• _WHAT IS ASKED_:
Format every line of the items below as a Markdown table with two columns, No. and Line, giving each row a number and leaving out blank lines.

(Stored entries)
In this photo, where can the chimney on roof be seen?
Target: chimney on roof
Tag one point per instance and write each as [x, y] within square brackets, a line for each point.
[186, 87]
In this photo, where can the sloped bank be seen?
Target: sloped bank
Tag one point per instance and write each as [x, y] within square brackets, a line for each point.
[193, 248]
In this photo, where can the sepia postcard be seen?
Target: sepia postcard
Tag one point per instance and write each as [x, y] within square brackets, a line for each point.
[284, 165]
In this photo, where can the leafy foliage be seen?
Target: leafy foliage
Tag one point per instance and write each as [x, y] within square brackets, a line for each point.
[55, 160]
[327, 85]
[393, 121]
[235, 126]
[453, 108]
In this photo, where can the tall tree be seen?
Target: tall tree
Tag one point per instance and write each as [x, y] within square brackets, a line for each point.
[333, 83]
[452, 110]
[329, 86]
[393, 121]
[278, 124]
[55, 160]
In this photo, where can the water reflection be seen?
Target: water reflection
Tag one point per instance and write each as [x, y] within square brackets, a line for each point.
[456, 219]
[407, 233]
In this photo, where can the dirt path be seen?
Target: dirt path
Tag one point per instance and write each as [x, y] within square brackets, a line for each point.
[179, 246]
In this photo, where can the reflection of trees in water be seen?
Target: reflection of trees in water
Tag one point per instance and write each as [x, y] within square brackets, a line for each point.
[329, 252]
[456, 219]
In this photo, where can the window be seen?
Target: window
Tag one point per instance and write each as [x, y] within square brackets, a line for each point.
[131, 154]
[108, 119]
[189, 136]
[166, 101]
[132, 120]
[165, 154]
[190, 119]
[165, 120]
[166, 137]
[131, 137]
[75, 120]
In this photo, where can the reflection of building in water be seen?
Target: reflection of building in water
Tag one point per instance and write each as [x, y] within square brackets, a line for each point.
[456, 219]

• _SOLUTION FOR THIS EXERCISE_:
| No. | Line |
|---|---|
| 1 | In this photo, where can the chimney on roof be seen? |
| 2 | Target: chimney on roof |
| 3 | Tag one point per instance and write each as [x, y] within square brackets, a line for each point. |
| 4 | [186, 87] |
| 5 | In this photo, where can the sloped bank be seen? |
| 6 | Target: sloped bank |
| 7 | Tag one point per instance and write each as [x, y] within square brackets, a line for each point. |
| 8 | [193, 248] |
| 9 | In this photo, where can the sepia postcard be seen? |
| 10 | Target: sepia postcard |
| 11 | Tag one point per instance and write each as [x, y] within square brackets, a line for each point. |
| 12 | [284, 165] |
| 13 | In this photo, where can the leafy foliage be seen? |
| 14 | Target: leafy foliage |
| 15 | Tag one point per instance and write each as [x, y] within square brackets, a line for each point. |
| 16 | [55, 160] |
| 17 | [327, 85] |
| 18 | [393, 121] |
| 19 | [235, 126] |
| 20 | [453, 108] |
| 21 | In this photo, where can the tall tree be seen? |
| 22 | Target: tall tree |
| 23 | Tag one point per instance and write each as [x, y] within square brackets, a line for each point. |
| 24 | [333, 83] |
| 25 | [452, 110] |
| 26 | [329, 86] |
| 27 | [393, 121] |
| 28 | [278, 124] |
| 29 | [55, 160] |
| 30 | In this photo, where can the water reflection be seen? |
| 31 | Target: water reflection |
| 32 | Tag one point per instance and write each as [x, y] within square brackets, a line for each point. |
| 33 | [456, 219] |
| 34 | [407, 233] |
| 35 | In this photo, where can the dirt path be seen? |
| 36 | Target: dirt path |
| 37 | Tag one point per instance and write each as [x, y] within square brackets, a line for each point. |
| 38 | [179, 246] |
| 39 | In this photo, where can the reflection of trees in water be seen? |
| 40 | Target: reflection of trees in water |
| 41 | Tag one point per instance and write each as [x, y] within square brackets, a line for each point. |
| 42 | [329, 252] |
| 43 | [456, 219] |
| 44 | In this photo, where can the window be seen? |
| 45 | Target: window |
| 46 | Tag one point per instance and write each as [x, y] within square brackets, a line for each point. |
| 47 | [131, 154] |
| 48 | [108, 119] |
| 49 | [189, 136] |
| 50 | [166, 101] |
| 51 | [132, 120] |
| 52 | [165, 154] |
| 53 | [190, 119] |
| 54 | [165, 120] |
| 55 | [166, 137] |
| 56 | [131, 137] |
| 57 | [75, 120] |
| 58 | In this photo, where can the reflection of building in water be seen? |
| 59 | Target: reflection of building in water |
| 60 | Tag one point per instance and write each as [x, y] within square brackets, a line for each point. |
| 61 | [456, 219] |